== Voci estratte
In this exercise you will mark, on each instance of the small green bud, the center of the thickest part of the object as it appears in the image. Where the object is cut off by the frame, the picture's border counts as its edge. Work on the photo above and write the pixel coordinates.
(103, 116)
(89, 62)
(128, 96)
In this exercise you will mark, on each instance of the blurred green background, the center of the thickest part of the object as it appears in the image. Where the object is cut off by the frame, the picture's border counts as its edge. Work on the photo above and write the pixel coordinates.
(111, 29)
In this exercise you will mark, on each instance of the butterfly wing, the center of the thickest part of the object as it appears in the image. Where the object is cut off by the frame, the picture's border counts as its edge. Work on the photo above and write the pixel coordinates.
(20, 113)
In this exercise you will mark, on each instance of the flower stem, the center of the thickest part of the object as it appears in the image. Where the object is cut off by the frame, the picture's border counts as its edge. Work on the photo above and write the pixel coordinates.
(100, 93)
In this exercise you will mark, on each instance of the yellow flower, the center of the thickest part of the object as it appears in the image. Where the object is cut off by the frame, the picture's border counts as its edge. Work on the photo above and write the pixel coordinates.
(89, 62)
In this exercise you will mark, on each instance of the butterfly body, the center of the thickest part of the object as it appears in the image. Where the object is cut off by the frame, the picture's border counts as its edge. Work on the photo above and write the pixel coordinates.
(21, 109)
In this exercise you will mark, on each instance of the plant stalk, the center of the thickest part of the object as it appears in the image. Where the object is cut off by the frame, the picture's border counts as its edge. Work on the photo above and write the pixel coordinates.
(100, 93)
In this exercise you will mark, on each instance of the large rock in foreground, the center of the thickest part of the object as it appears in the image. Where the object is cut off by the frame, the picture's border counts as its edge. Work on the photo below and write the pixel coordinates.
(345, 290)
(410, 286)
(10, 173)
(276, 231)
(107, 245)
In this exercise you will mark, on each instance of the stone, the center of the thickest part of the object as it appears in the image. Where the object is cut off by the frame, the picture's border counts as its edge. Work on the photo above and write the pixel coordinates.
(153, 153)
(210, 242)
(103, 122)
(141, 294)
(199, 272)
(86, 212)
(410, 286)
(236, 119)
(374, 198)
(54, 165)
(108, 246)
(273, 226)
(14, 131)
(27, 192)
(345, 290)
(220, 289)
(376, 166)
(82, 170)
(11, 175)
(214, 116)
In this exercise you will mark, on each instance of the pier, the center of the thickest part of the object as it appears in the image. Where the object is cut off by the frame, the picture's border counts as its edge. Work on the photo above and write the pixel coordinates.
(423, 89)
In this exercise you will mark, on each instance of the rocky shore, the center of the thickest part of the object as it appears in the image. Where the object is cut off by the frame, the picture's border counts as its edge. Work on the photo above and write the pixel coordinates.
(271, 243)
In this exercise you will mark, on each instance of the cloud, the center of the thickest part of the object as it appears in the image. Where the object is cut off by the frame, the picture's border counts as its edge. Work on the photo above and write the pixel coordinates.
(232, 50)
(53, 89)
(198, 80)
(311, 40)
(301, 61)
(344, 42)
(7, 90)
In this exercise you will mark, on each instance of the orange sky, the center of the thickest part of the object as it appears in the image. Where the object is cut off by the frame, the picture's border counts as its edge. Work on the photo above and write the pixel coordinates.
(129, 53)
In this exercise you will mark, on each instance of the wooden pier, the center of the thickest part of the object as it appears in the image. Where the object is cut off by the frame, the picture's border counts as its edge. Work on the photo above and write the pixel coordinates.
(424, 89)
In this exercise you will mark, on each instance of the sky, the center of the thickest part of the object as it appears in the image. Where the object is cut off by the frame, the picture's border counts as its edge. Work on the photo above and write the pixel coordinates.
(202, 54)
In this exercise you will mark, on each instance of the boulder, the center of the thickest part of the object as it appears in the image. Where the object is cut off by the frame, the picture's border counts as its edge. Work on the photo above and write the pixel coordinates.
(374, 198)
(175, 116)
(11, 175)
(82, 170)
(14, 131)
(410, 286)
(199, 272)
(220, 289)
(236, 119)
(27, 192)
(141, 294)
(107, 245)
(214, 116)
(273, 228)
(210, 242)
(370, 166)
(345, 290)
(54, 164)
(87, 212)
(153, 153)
====
**Consegna esercizio:**
Ricopia tutte le voci riportate sopra parola per parola, senza cambiare nulla.

**Risposta esercizio:**
In this exercise you will mark, on each instance of the small green bud, the center of the thickest part of the object as it appears in the image. Where the object is cut off by the frame, the picture's border counts as its edge. Work on the photo above and write the pixel coordinates.
(103, 116)
(89, 62)
(128, 96)
In this exercise you will mark, on each instance of the blurred green background, the center of the thickest part of the object as it appears in the image. Where the object is cut off by the frame, the picture's border counts as its edge. Work on the photo above and write the pixel coordinates.
(111, 29)
In this exercise you will mark, on each instance of the butterfly wing, the center of the thickest part of the object as it appears in the image. Where the object is cut off by the frame, the picture's border counts as its edge. Work on the photo above and write the pixel coordinates.
(20, 113)
In this exercise you will mark, on each instance of the flower stem, the center of the thickest part of the object as it appears in the image. Where the object is cut off by the frame, the picture's border counts as its edge. Work on the photo above and write the pixel coordinates.
(100, 93)
In this exercise you will mark, on each instance of the yellow flower, the center of the thickest part of the object as it appears in the image. Where the object is cut off by the frame, the picture's border counts as its edge. Work on the photo above and write the pixel coordinates.
(89, 62)
In this exercise you will mark, on each instance of the butterfly body, the center of the thickest part of the object as it appears in the image. Where the object is cut off by the frame, the picture's border counts as its edge. Work on the photo above and write the pixel coordinates.
(21, 109)
In this exercise you will mark, on each instance of the plant stalk, the center of the thickest part of the object as it appears in the image. Where the object is cut off by the frame, the picture's border counts as its edge. Work on the photo above and write the pixel coordinates.
(100, 93)
In this exercise you will mark, on each instance of the large rock in foreground, the center of the thickest part of the object as it appears in the image. Where the object is cut off by the frame, the picture's border counts as its edge. Work on the photo below and write the pixel coordinates.
(345, 290)
(410, 286)
(10, 173)
(276, 231)
(107, 245)
In this exercise you will mark, on each instance of the stone, the center of the thickest part of the object as it appears in the image. Where the object is cut off by the frame, the picture's border counts as its edge. Work on the photo above and write the pixel coordinates.
(153, 153)
(210, 242)
(103, 122)
(141, 294)
(199, 272)
(86, 212)
(410, 286)
(236, 119)
(374, 198)
(54, 165)
(108, 246)
(273, 226)
(14, 131)
(27, 192)
(345, 290)
(220, 289)
(376, 166)
(82, 170)
(11, 175)
(214, 116)
In this exercise you will mark, on each instance of the pier, the center of the thickest part of the object as it appears in the image. Where the object is cut off by the frame, the picture's border counts as its edge. Work on the photo above and write the pixel coordinates.
(423, 89)
In this exercise you will mark, on each instance of the rocky shore, the center of the thickest part of the object as it appears in the image. Where the object is cut off by the frame, the picture's border counts as its edge. Work on the photo above and write the pixel coordinates.
(271, 243)
In this exercise you will mark, on each instance of the cloud, the center of the thickest part of the object as it appears in the image. Where the object is cut off by the frame, the picture's border counts as its edge. Work on the photo above and write the pixel coordinates.
(232, 50)
(53, 89)
(198, 80)
(311, 40)
(301, 61)
(344, 42)
(7, 90)
In this exercise you will mark, on each instance of the orange sky, the center of the thickest part of the object as it appears in the image. Where the object is cut off by the frame, the picture's border counts as its edge. Work on the photo above and write the pixel coordinates.
(129, 53)
In this exercise you will mark, on each instance of the wooden pier, the center of the thickest part of the object as it appears in the image. Where the object is cut off by the frame, the picture's border counts as its edge. Work on the photo above and write the pixel coordinates.
(424, 89)
In this exercise you will mark, on each instance of the sky, the center of the thickest part of the object as it appears in the image. Where the object is cut off by the frame, the picture's border counts as its edge. Work on the photo above and write the pixel coordinates.
(202, 54)
In this exercise you will mark, on each instance of the boulder, the center of the thickest part of the object as it appears in the image. Where the object is cut off by the frame, the picture's border counts as its edge. Work on the photo above and write the pixel coordinates.
(374, 198)
(175, 116)
(11, 175)
(82, 170)
(14, 131)
(410, 286)
(199, 272)
(220, 289)
(236, 119)
(27, 192)
(141, 294)
(107, 245)
(214, 116)
(273, 228)
(210, 242)
(370, 166)
(345, 290)
(54, 164)
(87, 212)
(153, 153)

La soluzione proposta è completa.